At 6′6″ and 258 pounds, Rudolph has the size to be a severe matchup problem for potential defenders matched up with him one on one. For comparison, Patriots breakout TE Rob Gronkowski measures 6′6″ and 265 pounds and is often granted a mismatch on pass routes. While Rudolph doesn’t have nearly the arm throwing him passes, he certainly compares well with Gronkowski in terms of size and talent. The Patriots took a wise gamble with their tight end when they drafted an injured Gronkowski, and the Vikings may have hit the same lotto ticket.
While still recovering from the hamstring injury, Rudolph had a disappointing rookie season, catching 26 passes for 249 yards and three TDs. Not only was he at less than 100 percent, the rookie tight end also had to deal with playing behind Visanthe Shiancoe, who caught 36 passes for 409 yards and three TDs. Now Shiancoe is gone and Rudolph is the clear No. 1, even with John Carlson signing a five-year, $25 million contract with the Vikings this offseason and even before Carlson’s MCL sprain.
********
Task list:
1 – Rewrite the passage about Rudolph, everything from "At 6′6″ and" down to "same lotto ticket.", putting "bet" in place of "gamble".
2 – Repeat the rows exactly, everything from the line containing "Box red jacket." down to the line containing "359, 99, 382, 138".
The passage about Rudolph has no connection to the rows that come after it.

Supplied records:
********
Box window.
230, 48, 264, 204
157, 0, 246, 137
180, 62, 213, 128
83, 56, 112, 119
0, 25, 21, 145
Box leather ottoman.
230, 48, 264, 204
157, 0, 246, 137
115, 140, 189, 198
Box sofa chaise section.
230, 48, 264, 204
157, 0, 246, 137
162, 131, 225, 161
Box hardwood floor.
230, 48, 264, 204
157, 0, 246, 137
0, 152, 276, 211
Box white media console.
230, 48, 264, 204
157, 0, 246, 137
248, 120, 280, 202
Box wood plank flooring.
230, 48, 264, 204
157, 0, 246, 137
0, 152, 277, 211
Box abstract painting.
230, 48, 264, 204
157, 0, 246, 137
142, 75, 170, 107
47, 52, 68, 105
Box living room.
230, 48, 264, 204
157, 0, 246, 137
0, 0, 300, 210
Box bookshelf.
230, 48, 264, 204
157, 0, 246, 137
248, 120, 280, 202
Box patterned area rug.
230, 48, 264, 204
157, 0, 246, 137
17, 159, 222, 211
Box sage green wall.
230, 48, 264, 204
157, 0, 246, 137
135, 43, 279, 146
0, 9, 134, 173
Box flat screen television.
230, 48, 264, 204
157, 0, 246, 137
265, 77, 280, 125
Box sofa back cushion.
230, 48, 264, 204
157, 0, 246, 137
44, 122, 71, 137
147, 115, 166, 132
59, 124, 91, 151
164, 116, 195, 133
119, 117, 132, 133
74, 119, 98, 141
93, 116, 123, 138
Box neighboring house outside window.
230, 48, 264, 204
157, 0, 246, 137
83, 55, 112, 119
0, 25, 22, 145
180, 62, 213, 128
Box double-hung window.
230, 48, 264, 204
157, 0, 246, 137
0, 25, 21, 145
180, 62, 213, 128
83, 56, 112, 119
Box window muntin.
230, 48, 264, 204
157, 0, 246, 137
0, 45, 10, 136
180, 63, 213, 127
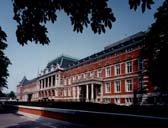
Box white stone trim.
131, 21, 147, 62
100, 94, 134, 98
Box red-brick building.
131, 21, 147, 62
17, 32, 148, 105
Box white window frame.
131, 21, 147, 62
114, 98, 121, 104
106, 66, 111, 77
68, 77, 71, 85
78, 74, 82, 80
125, 60, 133, 74
105, 82, 111, 93
83, 72, 87, 79
125, 79, 133, 92
63, 89, 67, 96
104, 98, 111, 104
90, 70, 94, 77
125, 97, 133, 105
64, 78, 67, 85
114, 64, 121, 75
114, 80, 121, 93
97, 68, 102, 78
68, 88, 71, 96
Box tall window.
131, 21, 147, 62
138, 58, 143, 71
68, 77, 71, 85
125, 98, 132, 105
114, 98, 120, 104
64, 78, 67, 85
90, 70, 94, 77
83, 72, 87, 79
114, 80, 121, 93
52, 75, 55, 85
105, 82, 111, 93
106, 66, 111, 77
125, 79, 133, 92
78, 74, 82, 80
72, 76, 76, 82
97, 68, 102, 77
125, 61, 132, 73
115, 64, 120, 75
68, 88, 71, 96
40, 80, 41, 89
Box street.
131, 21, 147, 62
0, 113, 84, 128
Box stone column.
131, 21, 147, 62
76, 86, 80, 101
86, 85, 89, 102
47, 76, 50, 87
91, 83, 94, 102
100, 84, 103, 103
50, 76, 53, 87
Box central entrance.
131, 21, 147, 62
79, 84, 101, 102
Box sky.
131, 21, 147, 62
0, 0, 163, 93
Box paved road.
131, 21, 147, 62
0, 113, 84, 128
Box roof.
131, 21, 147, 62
18, 76, 37, 86
67, 32, 145, 70
104, 32, 145, 49
46, 55, 78, 69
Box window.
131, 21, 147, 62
83, 72, 87, 79
68, 88, 71, 96
138, 59, 143, 71
48, 77, 51, 86
55, 90, 58, 96
97, 68, 102, 77
125, 79, 133, 92
90, 70, 94, 77
104, 98, 111, 104
52, 75, 55, 85
125, 61, 132, 73
139, 77, 143, 89
114, 80, 121, 93
106, 66, 111, 77
105, 82, 111, 93
114, 98, 120, 104
78, 74, 82, 80
64, 78, 67, 85
72, 76, 76, 82
63, 90, 67, 96
125, 98, 132, 105
52, 90, 55, 96
39, 80, 41, 89
68, 77, 71, 85
115, 64, 120, 75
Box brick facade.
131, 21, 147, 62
17, 32, 151, 105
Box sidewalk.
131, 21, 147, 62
0, 113, 86, 128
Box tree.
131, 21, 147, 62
0, 27, 10, 88
8, 91, 16, 98
0, 0, 156, 87
142, 0, 168, 92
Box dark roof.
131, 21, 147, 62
67, 32, 145, 70
18, 76, 37, 86
46, 55, 78, 69
104, 32, 145, 49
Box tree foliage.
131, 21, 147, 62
13, 0, 115, 45
7, 91, 16, 98
142, 0, 168, 92
0, 27, 10, 88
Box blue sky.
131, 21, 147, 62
0, 0, 163, 92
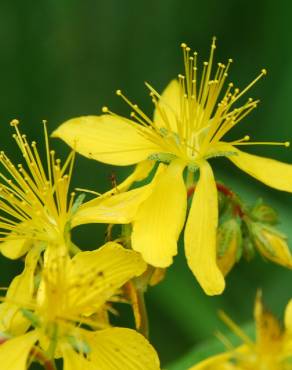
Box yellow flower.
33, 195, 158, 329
0, 120, 74, 259
190, 294, 292, 370
0, 243, 159, 370
53, 38, 292, 294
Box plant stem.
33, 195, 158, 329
137, 289, 149, 338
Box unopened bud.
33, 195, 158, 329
250, 199, 278, 225
217, 219, 242, 276
252, 222, 292, 268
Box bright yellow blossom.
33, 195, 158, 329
0, 120, 78, 259
190, 295, 292, 370
53, 38, 292, 295
0, 243, 159, 370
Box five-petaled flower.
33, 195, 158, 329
53, 39, 292, 295
0, 243, 160, 370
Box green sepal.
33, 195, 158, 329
20, 308, 41, 328
250, 198, 279, 225
67, 335, 91, 355
71, 193, 86, 216
217, 217, 242, 257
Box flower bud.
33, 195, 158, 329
217, 218, 242, 276
250, 199, 278, 225
252, 222, 292, 268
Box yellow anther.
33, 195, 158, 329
10, 119, 19, 126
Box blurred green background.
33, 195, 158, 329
0, 0, 292, 369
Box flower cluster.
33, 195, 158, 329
0, 38, 292, 370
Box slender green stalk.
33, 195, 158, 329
137, 289, 149, 339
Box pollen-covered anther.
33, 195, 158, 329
10, 118, 19, 127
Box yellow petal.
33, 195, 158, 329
0, 248, 40, 335
132, 160, 187, 267
104, 160, 155, 195
52, 114, 161, 166
188, 344, 249, 370
0, 331, 38, 370
88, 328, 160, 370
0, 234, 32, 260
62, 347, 97, 370
222, 143, 292, 192
284, 299, 292, 335
185, 162, 225, 295
154, 80, 182, 132
71, 185, 152, 227
67, 242, 146, 314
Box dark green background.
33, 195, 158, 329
0, 0, 292, 369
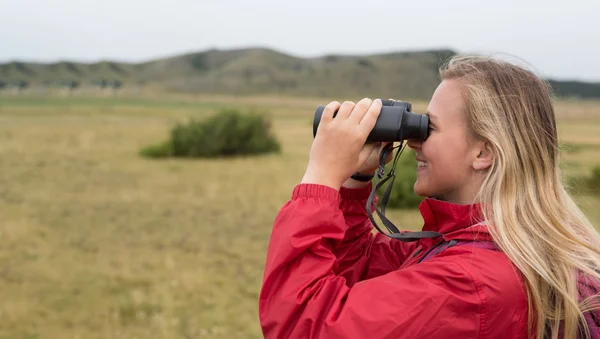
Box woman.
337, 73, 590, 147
259, 56, 600, 339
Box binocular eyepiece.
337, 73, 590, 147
313, 100, 429, 142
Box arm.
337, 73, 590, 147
259, 184, 481, 339
332, 182, 417, 286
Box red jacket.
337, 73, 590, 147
259, 184, 527, 339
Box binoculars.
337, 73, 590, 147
313, 100, 429, 142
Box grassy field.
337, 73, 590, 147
0, 97, 600, 339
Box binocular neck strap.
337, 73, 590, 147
366, 142, 442, 242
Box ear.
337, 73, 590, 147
473, 142, 494, 171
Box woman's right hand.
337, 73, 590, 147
302, 98, 382, 190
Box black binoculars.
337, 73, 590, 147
313, 100, 429, 142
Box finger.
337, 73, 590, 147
335, 101, 356, 120
321, 101, 341, 123
348, 98, 373, 125
358, 143, 379, 166
359, 99, 382, 138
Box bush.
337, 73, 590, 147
589, 166, 600, 194
373, 147, 423, 208
140, 109, 281, 158
140, 141, 173, 158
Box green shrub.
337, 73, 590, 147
140, 141, 173, 158
588, 166, 600, 194
140, 109, 281, 158
374, 147, 423, 208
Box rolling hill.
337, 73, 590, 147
0, 48, 600, 99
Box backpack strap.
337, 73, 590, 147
419, 240, 500, 262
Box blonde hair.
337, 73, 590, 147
440, 56, 600, 338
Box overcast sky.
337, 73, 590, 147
0, 0, 600, 81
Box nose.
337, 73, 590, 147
406, 139, 423, 151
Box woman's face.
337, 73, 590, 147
408, 80, 483, 204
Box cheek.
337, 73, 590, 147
422, 134, 469, 178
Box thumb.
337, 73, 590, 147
358, 142, 381, 166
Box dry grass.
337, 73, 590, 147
0, 94, 600, 338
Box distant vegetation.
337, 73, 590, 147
140, 109, 281, 158
0, 48, 600, 100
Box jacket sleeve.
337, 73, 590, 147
259, 184, 481, 339
332, 183, 416, 286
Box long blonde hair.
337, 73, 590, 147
440, 55, 600, 338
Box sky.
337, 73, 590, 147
0, 0, 600, 82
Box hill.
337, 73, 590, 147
0, 48, 600, 99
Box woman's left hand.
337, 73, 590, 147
302, 98, 382, 190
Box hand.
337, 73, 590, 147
302, 98, 382, 190
358, 142, 394, 174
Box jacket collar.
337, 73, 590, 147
419, 198, 491, 241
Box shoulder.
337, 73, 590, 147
431, 245, 528, 338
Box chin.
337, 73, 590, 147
413, 181, 430, 198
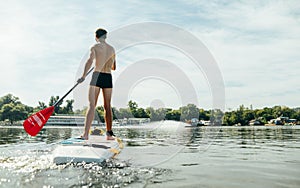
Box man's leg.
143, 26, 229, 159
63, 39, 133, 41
102, 88, 113, 134
82, 86, 100, 140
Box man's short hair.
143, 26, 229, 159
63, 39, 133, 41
95, 28, 107, 38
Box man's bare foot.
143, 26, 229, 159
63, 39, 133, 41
106, 136, 116, 140
106, 130, 116, 140
80, 135, 89, 140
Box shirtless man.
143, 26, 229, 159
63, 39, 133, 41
77, 29, 116, 140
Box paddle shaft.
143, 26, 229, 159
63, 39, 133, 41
53, 67, 94, 106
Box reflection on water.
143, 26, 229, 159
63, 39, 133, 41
0, 122, 300, 187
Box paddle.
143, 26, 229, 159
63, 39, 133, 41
23, 67, 94, 136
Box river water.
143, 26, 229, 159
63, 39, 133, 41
0, 121, 300, 188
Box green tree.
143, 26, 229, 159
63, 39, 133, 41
0, 94, 28, 124
166, 108, 181, 121
128, 100, 138, 117
146, 107, 167, 121
180, 104, 199, 121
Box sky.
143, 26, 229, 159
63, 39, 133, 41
0, 0, 300, 110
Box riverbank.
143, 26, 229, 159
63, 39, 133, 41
0, 121, 300, 188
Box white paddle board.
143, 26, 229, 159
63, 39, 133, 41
53, 135, 123, 164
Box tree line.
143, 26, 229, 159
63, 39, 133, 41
0, 94, 300, 126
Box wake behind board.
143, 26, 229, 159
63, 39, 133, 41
53, 135, 123, 164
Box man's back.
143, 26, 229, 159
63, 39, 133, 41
91, 42, 115, 73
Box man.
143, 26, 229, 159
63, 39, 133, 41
78, 29, 116, 140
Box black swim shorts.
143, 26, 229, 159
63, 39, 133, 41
90, 72, 112, 88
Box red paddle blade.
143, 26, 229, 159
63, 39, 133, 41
23, 106, 54, 136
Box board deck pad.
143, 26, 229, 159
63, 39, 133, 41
53, 135, 123, 164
********
Answers:
1 –
At 6′6″ and 258 pounds, Rudolph has the size to be a severe matchup problem for potential defenders matched up with him one on one. For comparison, Patriots breakout TE Rob Gronkowski measures 6′6″ and 265 pounds and is often granted a mismatch on pass routes. While Rudolph doesn’t have nearly the arm throwing him passes, he certainly compares well with Gronkowski in terms of size and talent. The Patriots took a wise bet with their tight end when they drafted an injured Gronkowski, and the Vikings may have hit the same lotto ticket.

2 –
Box red jacket.
337, 73, 590, 147
259, 184, 527, 339
Box binoculars.
337, 73, 590, 147
313, 100, 429, 142
Box grassy field.
337, 73, 590, 147
0, 97, 600, 339
Box binocular neck strap.
337, 73, 590, 147
366, 142, 442, 242
Box ear.
337, 73, 590, 147
473, 142, 494, 171
Box woman's right hand.
337, 73, 590, 147
302, 98, 382, 190
Box black binoculars.
337, 73, 590, 147
313, 100, 429, 142
Box finger.
337, 73, 590, 147
335, 101, 356, 120
321, 101, 341, 123
348, 98, 373, 125
358, 143, 379, 166
359, 99, 382, 138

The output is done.